What is required:
Collect every line in the records that contains the word "background".

Extracted information:
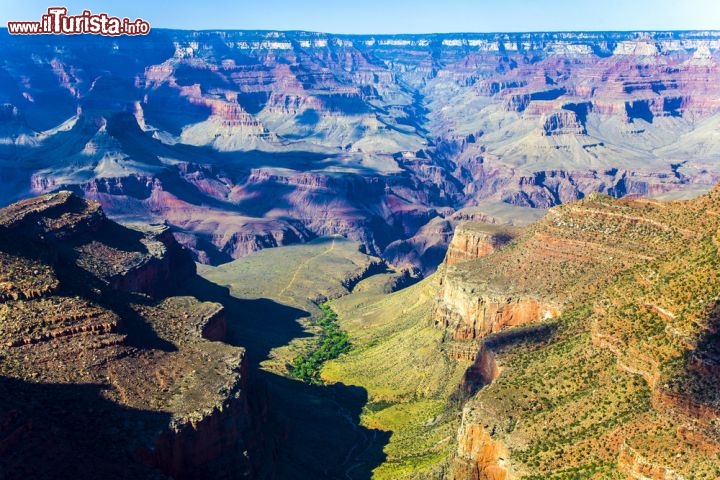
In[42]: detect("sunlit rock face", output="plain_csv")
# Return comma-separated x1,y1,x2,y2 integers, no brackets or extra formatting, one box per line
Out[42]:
0,30,720,273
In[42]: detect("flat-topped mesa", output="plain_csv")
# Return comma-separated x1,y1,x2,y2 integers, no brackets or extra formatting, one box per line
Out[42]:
0,192,263,479
0,191,195,298
0,191,106,242
433,194,680,341
445,222,518,265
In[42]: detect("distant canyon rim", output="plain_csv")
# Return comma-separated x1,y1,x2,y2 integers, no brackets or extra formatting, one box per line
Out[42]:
0,30,720,276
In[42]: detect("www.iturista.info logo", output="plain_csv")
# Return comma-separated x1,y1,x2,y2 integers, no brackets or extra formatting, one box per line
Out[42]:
8,7,150,36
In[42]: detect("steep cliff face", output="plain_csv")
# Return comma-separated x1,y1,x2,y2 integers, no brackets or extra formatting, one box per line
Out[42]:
445,222,517,265
433,276,559,340
0,30,720,274
449,410,515,480
434,189,720,479
0,192,262,478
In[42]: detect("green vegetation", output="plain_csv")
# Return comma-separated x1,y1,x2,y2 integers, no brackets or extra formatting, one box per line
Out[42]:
321,277,469,480
292,303,350,383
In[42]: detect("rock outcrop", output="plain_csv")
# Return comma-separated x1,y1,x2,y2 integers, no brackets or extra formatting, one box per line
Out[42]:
433,188,720,479
0,30,720,274
445,222,517,265
0,192,261,478
449,410,514,480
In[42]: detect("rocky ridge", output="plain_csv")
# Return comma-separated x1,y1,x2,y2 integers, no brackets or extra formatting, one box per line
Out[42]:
0,30,720,273
0,192,258,478
433,189,720,479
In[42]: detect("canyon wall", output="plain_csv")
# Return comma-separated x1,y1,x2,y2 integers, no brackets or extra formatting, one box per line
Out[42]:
0,29,720,274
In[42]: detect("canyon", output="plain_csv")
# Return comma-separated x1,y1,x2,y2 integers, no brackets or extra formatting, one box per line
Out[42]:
0,29,720,480
0,191,267,479
0,30,720,277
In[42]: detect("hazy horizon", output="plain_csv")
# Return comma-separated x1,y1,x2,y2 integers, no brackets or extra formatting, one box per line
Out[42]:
0,0,720,35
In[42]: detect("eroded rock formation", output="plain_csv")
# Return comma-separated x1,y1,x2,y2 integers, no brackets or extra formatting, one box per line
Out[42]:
0,192,260,478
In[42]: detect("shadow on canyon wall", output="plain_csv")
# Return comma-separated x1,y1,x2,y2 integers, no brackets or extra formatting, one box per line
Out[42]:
192,278,391,480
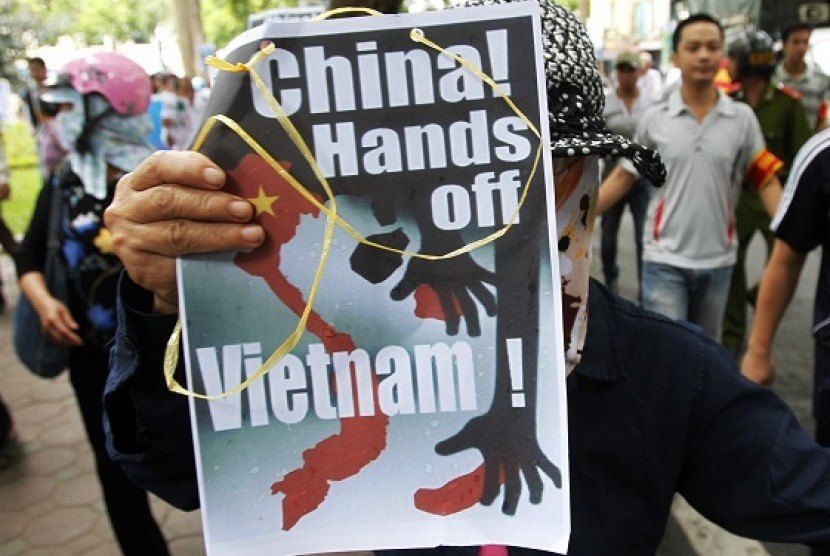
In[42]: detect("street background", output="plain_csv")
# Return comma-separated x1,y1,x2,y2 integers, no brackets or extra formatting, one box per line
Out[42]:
0,193,819,556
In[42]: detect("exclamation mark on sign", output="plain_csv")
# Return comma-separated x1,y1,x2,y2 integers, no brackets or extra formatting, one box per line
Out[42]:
507,338,525,407
487,29,510,96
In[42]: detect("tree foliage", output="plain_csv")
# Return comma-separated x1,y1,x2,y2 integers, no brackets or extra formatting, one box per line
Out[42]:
17,0,167,44
202,0,297,52
0,0,31,83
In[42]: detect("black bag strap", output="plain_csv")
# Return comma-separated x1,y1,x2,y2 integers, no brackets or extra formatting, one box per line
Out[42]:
46,160,71,252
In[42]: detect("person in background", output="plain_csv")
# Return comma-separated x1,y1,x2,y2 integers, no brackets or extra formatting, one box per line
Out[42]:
600,52,655,298
20,56,47,130
741,128,830,556
173,76,200,150
597,14,781,340
774,22,830,132
0,122,19,312
147,72,167,150
15,52,169,556
0,390,20,471
637,50,663,102
721,31,812,361
37,102,68,179
159,75,193,150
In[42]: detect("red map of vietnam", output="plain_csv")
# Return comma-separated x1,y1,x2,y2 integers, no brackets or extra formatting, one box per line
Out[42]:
226,154,389,530
225,154,498,530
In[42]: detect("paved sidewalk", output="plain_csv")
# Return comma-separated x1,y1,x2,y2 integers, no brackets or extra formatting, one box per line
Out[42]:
0,255,205,556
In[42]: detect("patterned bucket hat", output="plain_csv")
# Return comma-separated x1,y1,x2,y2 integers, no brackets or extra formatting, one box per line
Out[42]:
460,0,666,186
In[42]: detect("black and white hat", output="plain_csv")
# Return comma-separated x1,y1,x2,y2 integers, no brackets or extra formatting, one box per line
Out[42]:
460,0,666,186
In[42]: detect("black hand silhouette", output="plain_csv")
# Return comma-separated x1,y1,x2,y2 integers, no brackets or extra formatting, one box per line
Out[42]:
390,254,496,336
435,408,562,515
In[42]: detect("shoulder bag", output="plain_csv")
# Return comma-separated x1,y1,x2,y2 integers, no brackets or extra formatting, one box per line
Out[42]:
13,171,70,378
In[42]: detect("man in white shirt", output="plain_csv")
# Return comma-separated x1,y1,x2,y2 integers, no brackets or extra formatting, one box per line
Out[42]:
773,23,830,131
597,14,781,339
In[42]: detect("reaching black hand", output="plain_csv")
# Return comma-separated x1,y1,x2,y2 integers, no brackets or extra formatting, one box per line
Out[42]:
390,254,496,336
435,408,562,515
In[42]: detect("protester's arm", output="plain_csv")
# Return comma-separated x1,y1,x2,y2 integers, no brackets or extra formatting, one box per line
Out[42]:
104,151,264,313
14,176,83,346
104,274,199,510
597,164,635,215
678,346,830,545
758,176,783,217
741,239,806,385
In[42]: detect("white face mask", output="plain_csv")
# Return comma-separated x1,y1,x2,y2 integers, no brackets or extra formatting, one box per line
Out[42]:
55,107,84,152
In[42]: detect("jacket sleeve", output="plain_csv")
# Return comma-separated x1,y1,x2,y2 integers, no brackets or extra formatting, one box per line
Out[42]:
14,179,52,278
678,350,830,546
104,272,199,510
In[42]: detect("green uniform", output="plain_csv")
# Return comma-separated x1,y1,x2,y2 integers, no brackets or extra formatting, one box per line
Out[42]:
721,81,812,352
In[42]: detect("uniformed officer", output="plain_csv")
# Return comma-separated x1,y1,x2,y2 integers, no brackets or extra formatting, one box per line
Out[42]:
721,31,812,357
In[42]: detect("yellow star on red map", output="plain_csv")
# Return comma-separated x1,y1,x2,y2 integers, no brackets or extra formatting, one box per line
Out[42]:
248,185,280,216
92,228,112,253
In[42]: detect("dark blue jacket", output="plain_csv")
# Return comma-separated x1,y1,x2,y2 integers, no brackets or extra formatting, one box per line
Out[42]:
105,279,830,556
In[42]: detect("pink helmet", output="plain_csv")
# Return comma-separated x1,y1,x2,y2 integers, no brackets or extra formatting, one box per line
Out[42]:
41,51,152,116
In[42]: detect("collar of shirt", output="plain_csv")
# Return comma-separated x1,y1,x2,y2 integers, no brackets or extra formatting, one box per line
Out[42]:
573,280,627,382
733,79,775,108
666,87,735,117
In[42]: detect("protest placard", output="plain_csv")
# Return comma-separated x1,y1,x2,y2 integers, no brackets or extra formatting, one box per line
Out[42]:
179,2,570,555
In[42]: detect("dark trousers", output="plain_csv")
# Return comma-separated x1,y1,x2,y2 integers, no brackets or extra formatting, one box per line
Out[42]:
600,179,651,292
811,327,830,556
69,340,169,556
721,188,775,351
0,398,12,448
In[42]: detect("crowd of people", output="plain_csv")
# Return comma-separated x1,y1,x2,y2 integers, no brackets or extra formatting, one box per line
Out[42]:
0,51,208,556
0,0,830,556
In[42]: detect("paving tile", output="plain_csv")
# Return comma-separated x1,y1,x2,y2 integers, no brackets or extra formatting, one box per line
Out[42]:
53,475,101,506
23,507,98,548
20,444,78,476
0,477,55,510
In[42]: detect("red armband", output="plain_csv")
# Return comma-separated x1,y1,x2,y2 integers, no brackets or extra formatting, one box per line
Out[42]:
746,149,784,189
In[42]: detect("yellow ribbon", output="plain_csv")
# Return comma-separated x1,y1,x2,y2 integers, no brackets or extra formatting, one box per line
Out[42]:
164,15,542,400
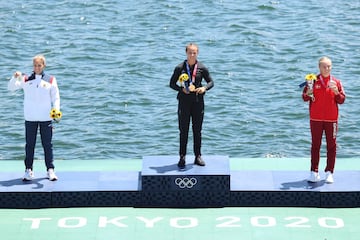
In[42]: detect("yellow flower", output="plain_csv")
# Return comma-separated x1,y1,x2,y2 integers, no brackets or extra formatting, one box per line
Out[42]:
50,108,62,119
178,73,189,83
305,73,317,81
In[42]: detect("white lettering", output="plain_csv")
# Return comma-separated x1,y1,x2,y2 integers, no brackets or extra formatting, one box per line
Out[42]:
58,217,87,228
98,217,128,228
23,218,51,229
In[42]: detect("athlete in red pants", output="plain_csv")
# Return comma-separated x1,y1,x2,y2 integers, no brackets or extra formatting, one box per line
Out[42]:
302,57,345,183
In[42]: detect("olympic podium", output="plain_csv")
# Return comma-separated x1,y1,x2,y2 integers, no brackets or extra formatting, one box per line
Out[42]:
0,158,360,208
141,156,230,207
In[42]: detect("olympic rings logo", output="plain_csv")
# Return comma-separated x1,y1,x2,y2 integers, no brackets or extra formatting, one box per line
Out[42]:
175,177,197,188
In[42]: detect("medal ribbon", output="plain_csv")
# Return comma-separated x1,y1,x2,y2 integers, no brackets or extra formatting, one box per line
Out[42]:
320,74,333,88
185,61,197,83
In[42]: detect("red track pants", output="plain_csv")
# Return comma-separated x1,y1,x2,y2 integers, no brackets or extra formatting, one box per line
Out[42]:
310,120,338,173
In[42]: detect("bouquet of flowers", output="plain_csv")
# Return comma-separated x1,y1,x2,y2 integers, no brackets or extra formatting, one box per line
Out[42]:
178,73,195,92
299,73,317,101
50,108,62,123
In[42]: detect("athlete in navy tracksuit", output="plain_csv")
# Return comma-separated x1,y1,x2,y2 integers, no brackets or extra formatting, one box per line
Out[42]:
8,55,60,181
170,43,214,168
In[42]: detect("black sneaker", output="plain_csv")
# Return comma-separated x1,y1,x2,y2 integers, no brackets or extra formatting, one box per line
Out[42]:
194,155,205,167
178,156,185,168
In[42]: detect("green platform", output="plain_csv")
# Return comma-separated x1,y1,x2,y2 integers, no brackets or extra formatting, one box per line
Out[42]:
0,158,360,240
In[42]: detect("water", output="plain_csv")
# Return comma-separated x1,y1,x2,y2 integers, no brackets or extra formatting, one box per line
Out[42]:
0,0,360,160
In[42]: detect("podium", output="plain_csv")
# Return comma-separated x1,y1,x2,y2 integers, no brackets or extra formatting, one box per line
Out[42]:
141,156,230,208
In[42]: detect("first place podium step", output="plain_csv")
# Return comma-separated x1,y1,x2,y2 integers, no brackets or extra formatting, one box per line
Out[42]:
141,156,230,207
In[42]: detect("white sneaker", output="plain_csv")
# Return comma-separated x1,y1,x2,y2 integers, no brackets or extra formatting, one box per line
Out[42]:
307,171,320,182
23,168,34,181
47,168,57,181
325,171,334,183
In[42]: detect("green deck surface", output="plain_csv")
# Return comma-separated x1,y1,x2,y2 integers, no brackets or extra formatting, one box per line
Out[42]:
0,158,360,240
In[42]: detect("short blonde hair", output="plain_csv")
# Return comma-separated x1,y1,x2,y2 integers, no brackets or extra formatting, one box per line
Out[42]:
319,56,332,65
185,43,199,52
33,54,46,66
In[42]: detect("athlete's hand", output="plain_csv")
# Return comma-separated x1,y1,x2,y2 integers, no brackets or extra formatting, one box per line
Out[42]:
14,71,22,78
306,89,313,96
183,88,190,94
329,81,339,95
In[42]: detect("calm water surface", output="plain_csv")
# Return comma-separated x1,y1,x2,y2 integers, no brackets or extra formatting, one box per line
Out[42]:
0,0,360,160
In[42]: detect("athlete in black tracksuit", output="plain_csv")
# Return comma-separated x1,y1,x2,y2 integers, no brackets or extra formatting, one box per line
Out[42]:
170,44,214,168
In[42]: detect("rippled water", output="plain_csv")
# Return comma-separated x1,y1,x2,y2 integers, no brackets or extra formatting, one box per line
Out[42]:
0,0,360,160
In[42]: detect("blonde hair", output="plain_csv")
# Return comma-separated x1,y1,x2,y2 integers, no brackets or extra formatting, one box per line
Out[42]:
319,56,332,65
185,43,199,52
33,54,46,66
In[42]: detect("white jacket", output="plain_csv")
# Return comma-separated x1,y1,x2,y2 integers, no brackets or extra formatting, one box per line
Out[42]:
8,74,60,121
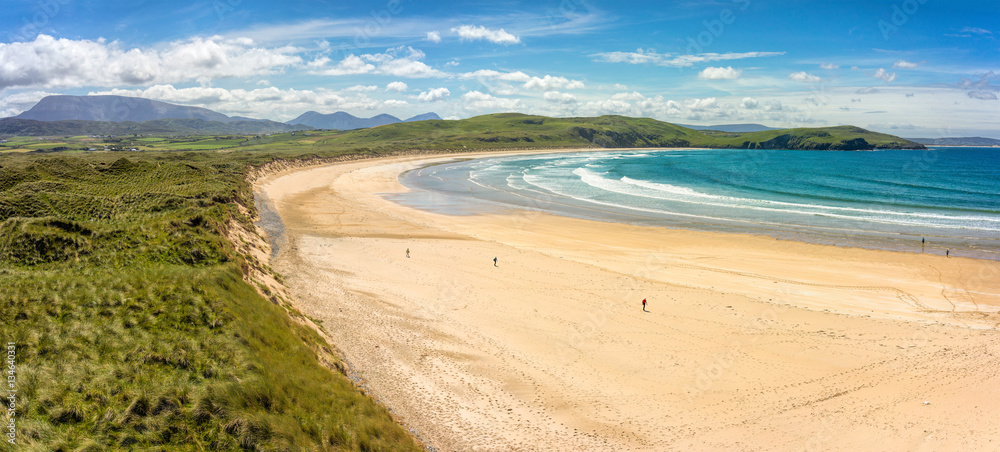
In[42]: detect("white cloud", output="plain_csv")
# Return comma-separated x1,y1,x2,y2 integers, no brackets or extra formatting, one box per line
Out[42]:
89,85,407,120
308,46,448,78
0,91,55,118
698,66,743,80
0,34,302,89
385,82,408,93
524,75,583,91
458,69,531,82
788,72,823,83
542,91,577,104
417,88,451,102
968,91,997,100
316,54,375,76
462,91,521,111
684,97,718,111
344,85,378,92
872,68,896,83
590,49,785,67
451,25,521,45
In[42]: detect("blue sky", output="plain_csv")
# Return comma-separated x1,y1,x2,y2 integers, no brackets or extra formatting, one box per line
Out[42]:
0,0,1000,138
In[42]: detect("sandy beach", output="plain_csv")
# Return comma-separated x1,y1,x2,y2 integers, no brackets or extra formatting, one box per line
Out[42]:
256,154,1000,451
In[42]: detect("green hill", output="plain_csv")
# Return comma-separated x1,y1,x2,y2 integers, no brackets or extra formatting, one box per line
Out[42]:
0,113,923,150
300,113,923,150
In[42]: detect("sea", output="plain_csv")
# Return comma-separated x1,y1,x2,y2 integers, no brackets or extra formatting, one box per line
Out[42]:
391,147,1000,260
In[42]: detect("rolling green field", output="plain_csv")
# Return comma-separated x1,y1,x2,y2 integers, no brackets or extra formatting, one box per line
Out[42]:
0,114,919,451
0,152,420,451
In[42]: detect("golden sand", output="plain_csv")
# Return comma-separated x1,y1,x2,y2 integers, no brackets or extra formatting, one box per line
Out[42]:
258,154,1000,451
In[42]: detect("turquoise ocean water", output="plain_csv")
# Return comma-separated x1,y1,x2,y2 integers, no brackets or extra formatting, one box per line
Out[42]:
394,148,1000,260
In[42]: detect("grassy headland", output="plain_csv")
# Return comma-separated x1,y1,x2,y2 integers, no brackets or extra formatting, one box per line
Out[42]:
0,114,920,450
0,152,419,450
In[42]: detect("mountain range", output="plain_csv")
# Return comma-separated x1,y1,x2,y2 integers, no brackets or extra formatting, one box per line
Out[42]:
286,111,441,130
0,95,441,135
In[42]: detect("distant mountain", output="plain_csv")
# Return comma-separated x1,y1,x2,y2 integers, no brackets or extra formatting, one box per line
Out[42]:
677,124,781,133
0,118,310,136
15,95,240,123
286,111,441,130
908,137,1000,146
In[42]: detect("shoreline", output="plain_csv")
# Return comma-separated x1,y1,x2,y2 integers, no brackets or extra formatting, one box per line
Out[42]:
256,149,1000,450
388,148,1000,261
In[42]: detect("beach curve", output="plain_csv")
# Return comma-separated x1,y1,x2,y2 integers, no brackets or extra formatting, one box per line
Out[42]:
258,150,1000,450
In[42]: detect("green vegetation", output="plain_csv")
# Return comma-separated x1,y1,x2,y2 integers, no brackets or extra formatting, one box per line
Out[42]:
234,113,922,151
0,152,419,451
0,114,919,450
0,113,922,151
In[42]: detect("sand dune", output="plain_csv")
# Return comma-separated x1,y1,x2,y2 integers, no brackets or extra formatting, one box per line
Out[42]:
258,153,1000,450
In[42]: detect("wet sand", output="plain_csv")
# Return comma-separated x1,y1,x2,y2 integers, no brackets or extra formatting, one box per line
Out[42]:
258,154,1000,450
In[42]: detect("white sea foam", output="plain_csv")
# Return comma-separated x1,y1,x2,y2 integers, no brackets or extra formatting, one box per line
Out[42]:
568,167,1000,232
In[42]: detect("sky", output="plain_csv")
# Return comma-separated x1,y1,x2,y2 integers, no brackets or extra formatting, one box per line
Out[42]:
0,0,1000,138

Expected answer:
In[42]: detect("street background", output="plain_csv")
In[42]: detect("person in background", output="plain_csv")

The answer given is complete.